### [About this exercise]
Look through the listing for the string "below" and copy out every line that holds it.
----------
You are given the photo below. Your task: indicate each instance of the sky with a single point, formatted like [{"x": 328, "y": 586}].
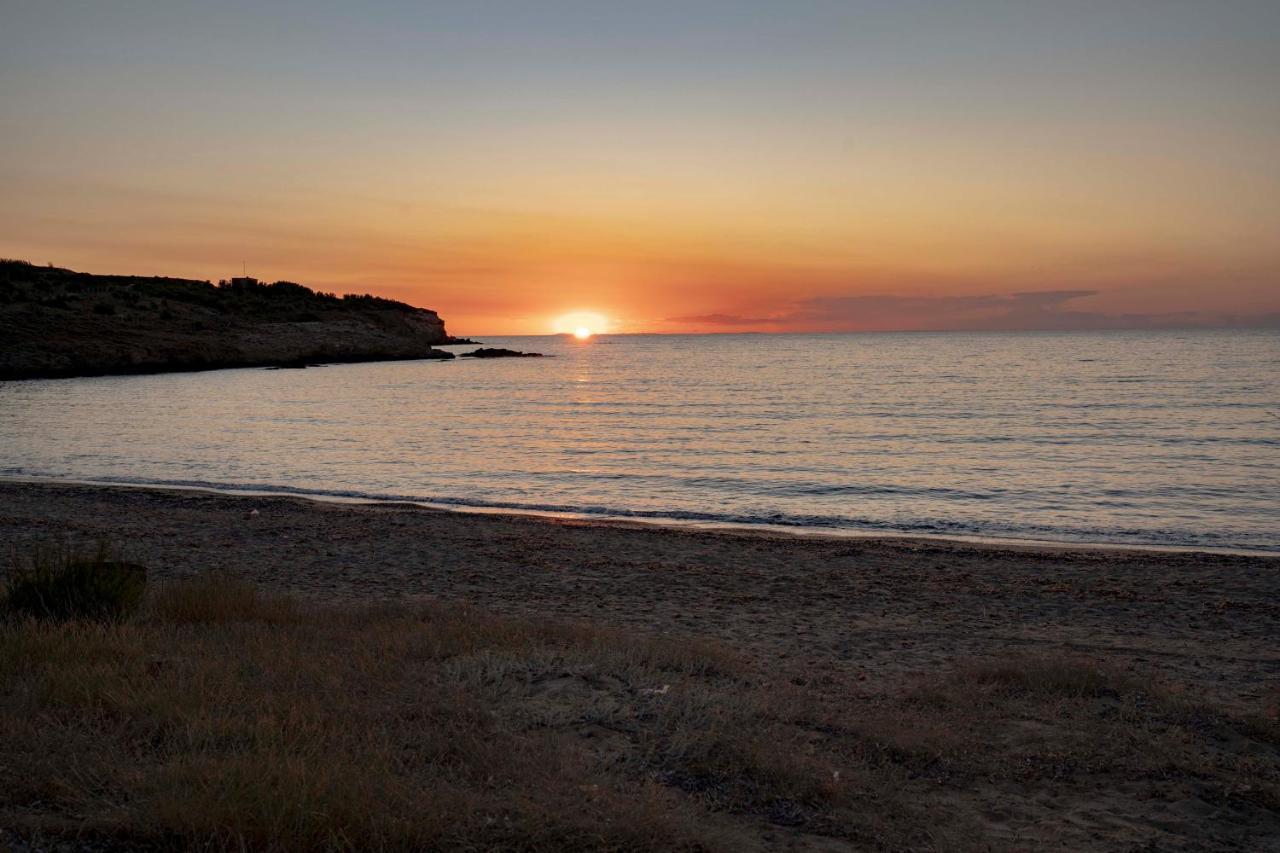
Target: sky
[{"x": 663, "y": 167}]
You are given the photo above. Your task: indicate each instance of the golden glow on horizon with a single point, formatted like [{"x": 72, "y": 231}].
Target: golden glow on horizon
[{"x": 581, "y": 324}]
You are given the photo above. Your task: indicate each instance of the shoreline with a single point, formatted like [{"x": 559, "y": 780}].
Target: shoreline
[
  {"x": 868, "y": 685},
  {"x": 740, "y": 528},
  {"x": 880, "y": 607}
]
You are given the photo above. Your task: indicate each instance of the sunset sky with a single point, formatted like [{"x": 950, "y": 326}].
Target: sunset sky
[{"x": 671, "y": 167}]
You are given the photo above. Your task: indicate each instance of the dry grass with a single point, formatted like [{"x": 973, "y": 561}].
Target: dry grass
[{"x": 223, "y": 719}]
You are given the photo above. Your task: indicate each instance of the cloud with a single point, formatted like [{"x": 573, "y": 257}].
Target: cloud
[
  {"x": 721, "y": 319},
  {"x": 1045, "y": 310}
]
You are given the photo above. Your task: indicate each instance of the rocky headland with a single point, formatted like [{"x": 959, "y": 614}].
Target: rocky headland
[{"x": 60, "y": 323}]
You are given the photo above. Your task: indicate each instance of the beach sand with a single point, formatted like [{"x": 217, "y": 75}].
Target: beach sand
[
  {"x": 869, "y": 629},
  {"x": 878, "y": 609}
]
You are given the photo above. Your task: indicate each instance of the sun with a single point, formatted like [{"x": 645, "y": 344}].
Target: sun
[{"x": 583, "y": 325}]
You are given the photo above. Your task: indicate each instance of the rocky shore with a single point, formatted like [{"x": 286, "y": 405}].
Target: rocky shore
[{"x": 62, "y": 323}]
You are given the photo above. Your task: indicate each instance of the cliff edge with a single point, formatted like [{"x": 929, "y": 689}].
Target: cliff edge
[{"x": 59, "y": 323}]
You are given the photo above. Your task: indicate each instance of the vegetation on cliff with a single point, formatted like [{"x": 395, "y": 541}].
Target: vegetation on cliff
[{"x": 60, "y": 323}]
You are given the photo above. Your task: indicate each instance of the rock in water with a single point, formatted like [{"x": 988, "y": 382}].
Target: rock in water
[{"x": 498, "y": 352}]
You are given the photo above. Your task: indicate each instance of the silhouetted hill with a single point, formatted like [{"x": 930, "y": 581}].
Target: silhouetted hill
[{"x": 60, "y": 323}]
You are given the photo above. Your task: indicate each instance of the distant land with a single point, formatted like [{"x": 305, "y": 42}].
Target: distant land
[{"x": 60, "y": 323}]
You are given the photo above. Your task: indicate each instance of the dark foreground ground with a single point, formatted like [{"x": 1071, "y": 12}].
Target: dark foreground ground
[{"x": 631, "y": 687}]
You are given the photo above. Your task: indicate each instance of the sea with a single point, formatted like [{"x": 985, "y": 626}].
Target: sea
[{"x": 1164, "y": 438}]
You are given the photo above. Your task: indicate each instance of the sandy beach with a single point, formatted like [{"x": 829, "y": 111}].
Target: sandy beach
[
  {"x": 871, "y": 609},
  {"x": 743, "y": 690}
]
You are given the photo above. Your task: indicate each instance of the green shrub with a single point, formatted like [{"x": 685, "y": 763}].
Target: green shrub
[{"x": 59, "y": 583}]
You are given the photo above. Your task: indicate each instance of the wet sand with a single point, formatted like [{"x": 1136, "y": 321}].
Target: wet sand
[{"x": 869, "y": 611}]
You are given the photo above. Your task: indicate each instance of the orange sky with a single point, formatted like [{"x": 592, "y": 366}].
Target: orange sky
[{"x": 704, "y": 168}]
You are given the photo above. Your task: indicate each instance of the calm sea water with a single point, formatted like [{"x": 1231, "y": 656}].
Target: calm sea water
[{"x": 1121, "y": 437}]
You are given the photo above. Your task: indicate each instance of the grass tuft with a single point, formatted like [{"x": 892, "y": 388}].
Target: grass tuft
[{"x": 59, "y": 582}]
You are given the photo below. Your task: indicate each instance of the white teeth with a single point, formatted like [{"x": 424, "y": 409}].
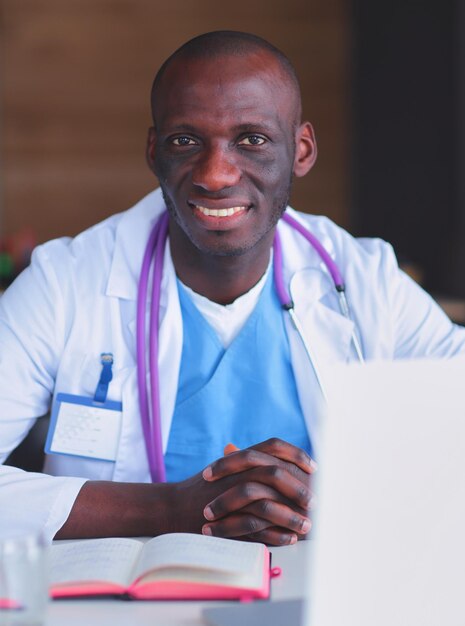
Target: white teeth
[{"x": 220, "y": 212}]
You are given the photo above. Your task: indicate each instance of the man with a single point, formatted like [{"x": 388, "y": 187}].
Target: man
[{"x": 226, "y": 140}]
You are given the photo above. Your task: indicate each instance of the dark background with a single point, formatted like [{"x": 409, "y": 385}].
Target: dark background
[{"x": 383, "y": 83}]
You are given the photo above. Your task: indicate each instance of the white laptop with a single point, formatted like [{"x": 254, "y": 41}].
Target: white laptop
[
  {"x": 390, "y": 526},
  {"x": 390, "y": 523}
]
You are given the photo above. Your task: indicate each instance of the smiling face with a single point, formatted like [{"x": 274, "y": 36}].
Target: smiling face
[{"x": 225, "y": 145}]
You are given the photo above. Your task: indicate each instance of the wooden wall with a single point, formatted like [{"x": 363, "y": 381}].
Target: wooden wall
[{"x": 74, "y": 101}]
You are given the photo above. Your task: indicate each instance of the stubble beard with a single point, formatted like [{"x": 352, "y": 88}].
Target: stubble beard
[{"x": 222, "y": 248}]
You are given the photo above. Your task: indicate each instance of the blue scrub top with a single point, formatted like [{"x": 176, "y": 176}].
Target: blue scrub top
[{"x": 243, "y": 394}]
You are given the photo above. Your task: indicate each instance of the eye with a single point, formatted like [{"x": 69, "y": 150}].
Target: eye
[
  {"x": 252, "y": 140},
  {"x": 183, "y": 141}
]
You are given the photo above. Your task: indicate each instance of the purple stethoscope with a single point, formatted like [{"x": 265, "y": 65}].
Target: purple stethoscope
[{"x": 153, "y": 258}]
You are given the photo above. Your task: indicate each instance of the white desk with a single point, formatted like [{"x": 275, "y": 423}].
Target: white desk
[{"x": 291, "y": 584}]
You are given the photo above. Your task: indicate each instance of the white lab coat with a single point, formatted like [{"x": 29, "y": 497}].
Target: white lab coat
[{"x": 78, "y": 299}]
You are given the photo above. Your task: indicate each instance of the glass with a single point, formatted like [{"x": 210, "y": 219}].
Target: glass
[{"x": 23, "y": 580}]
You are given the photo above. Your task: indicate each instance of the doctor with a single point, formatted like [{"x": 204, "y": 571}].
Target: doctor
[{"x": 226, "y": 141}]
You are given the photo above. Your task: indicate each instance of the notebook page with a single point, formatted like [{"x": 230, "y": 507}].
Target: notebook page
[
  {"x": 109, "y": 560},
  {"x": 202, "y": 552}
]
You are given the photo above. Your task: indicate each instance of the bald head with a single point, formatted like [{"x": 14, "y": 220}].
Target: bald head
[{"x": 214, "y": 46}]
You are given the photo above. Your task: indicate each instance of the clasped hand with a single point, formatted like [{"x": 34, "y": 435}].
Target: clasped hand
[{"x": 261, "y": 493}]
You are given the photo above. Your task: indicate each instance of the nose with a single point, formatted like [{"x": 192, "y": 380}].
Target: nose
[{"x": 215, "y": 170}]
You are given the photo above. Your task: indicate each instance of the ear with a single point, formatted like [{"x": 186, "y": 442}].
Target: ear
[
  {"x": 306, "y": 151},
  {"x": 150, "y": 148}
]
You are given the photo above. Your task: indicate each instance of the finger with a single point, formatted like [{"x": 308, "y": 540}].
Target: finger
[
  {"x": 280, "y": 515},
  {"x": 236, "y": 525},
  {"x": 288, "y": 452},
  {"x": 273, "y": 536},
  {"x": 265, "y": 483},
  {"x": 230, "y": 448},
  {"x": 257, "y": 516},
  {"x": 242, "y": 460}
]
----------
### [Result of the task]
You are given the photo below. Your task: indicate each instance of the sky with a single point, formatted like [{"x": 328, "y": 586}].
You are given the photo below. Your task: indicate each instance of the white teeth with a single point, formatted like [{"x": 424, "y": 409}].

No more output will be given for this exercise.